Excerpts from a detection dataset:

########

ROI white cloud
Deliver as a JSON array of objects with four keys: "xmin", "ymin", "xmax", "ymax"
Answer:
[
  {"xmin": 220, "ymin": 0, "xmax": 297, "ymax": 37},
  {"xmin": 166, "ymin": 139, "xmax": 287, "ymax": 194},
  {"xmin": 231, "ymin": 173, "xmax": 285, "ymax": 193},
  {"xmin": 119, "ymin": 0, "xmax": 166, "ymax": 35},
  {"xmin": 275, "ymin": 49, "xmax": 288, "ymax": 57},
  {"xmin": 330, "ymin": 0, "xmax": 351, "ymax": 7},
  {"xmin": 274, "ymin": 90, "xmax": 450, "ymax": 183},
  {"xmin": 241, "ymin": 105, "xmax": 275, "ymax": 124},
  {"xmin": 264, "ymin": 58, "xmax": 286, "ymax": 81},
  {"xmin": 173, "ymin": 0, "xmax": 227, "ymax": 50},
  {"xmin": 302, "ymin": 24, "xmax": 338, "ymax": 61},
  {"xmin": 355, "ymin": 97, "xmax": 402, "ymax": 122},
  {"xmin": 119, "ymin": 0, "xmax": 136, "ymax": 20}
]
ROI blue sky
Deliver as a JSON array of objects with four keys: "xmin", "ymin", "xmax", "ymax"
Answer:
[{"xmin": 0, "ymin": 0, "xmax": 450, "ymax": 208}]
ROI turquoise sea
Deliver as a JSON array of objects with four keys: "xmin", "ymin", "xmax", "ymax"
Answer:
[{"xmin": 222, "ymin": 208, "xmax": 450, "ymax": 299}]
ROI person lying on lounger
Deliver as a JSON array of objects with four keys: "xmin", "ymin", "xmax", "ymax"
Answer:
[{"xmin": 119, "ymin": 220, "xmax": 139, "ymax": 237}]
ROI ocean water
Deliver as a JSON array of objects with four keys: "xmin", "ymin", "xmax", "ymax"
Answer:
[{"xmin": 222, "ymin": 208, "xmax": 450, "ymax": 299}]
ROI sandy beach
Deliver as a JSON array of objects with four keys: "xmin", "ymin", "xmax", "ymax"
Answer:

########

Rewrite everything from the line containing "ROI sandy beach" down to the end of the data, with "sandy beach" changed to "sandy shoreline" and nothing else altered.

ROI sandy shoreline
Deliver as a JSON array of objects with four keys: "xmin", "ymin", "xmax", "ymax"
Answer:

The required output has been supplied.